#### Exercise brief:
Quote the listing in full, exactly as given, minus any pictures.

#### Dataset excerpts:

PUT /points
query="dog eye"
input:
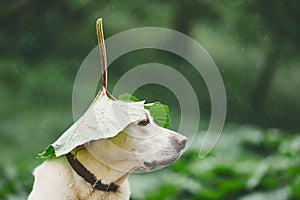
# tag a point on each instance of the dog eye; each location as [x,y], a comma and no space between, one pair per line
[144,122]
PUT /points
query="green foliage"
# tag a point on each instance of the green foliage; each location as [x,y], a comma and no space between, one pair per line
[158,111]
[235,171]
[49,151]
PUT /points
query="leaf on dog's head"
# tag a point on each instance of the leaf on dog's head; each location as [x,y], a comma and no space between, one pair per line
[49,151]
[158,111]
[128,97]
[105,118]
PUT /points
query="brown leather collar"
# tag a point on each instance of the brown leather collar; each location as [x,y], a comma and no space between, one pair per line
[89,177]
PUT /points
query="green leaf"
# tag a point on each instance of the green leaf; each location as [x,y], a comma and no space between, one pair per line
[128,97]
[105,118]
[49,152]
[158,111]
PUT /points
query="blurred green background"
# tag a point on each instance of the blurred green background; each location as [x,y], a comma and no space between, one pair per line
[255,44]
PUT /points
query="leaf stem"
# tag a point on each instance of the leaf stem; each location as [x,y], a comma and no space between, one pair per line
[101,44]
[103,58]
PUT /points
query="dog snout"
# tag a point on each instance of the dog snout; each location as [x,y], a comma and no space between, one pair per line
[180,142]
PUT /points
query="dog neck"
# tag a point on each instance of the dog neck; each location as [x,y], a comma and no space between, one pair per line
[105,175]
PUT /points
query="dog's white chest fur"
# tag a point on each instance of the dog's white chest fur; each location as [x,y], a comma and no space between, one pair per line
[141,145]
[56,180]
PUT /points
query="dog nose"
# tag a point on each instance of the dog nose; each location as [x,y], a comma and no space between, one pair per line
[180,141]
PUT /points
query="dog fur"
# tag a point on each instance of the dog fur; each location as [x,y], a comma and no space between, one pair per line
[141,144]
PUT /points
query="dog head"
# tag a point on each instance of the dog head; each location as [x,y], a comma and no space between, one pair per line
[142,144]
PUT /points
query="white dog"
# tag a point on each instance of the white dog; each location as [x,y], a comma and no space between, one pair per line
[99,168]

#### Worked solution:
PUT /points
query="dog eye"
input:
# tag a point on each instance of the dog eye; each location as [x,y], a comma and no space between, one pair per line
[144,122]
PUT /points
query="green foliage"
# tag a point on each instance of the green foliage; each location as [x,y], a comma and no space between, one pair per line
[158,111]
[235,171]
[49,151]
PUT /points
query="leaf on dog's head"
# tag a point on each instance of the leaf on dog's head; each location as [x,y], a comma and no space between, one pair per line
[49,151]
[158,111]
[128,97]
[105,118]
PUT /points
query="brown leather collar"
# tag a point on each instance of the brown leather collar; each location as [x,y], a comma and no space between, one pair per line
[89,177]
PUT /points
query="green leaf"
# tag a point on each instance of the green leaf; each location as [x,y], a comma and no space between, one pair per line
[128,97]
[105,118]
[49,152]
[158,111]
PUT /points
query="blurred green background"
# tag a point on each instance of the blurred green background; each location as [x,y], a comma and no space between, one pair per line
[255,44]
PUT /points
query="leaf stem"
# tag a point on each instance of the leaf stem; each location as [x,y], a comma and no space between, one pair per line
[101,44]
[103,58]
PUT /points
query="dog snout"
# tag a point on each instance of the dog snout; each location as [x,y], a comma and no space between, one pair per line
[180,142]
PUT /points
query="dog neck"
# tag a point on each instance of the dog neck; each location as [x,y], a comma and no space between, one pair per line
[105,175]
PUT /points
query="dog's white chest fur"
# tag a point on each instance of the dog's white chest fur; each location as [x,y], a comma and no space between, one pair per line
[141,145]
[56,180]
PUT /points
query="dog nose"
# tag a point on each instance of the dog nose; each location as [x,y], a comma and no space between, one pair per line
[180,141]
PUT /points
query="dog fur"
# tag a point on each instance of the dog fur; each location as [x,y], a comma and no space between, one pair per line
[141,144]
PUT /points
query="dog head"
# tag a point on each instance of the dog head; each location as [x,y], a comma and no space between, one pair per line
[142,144]
PUT /points
query="white dog"
# tag a point on each instance of the white dog; each location as [x,y], a comma and no space between, one pair per line
[99,168]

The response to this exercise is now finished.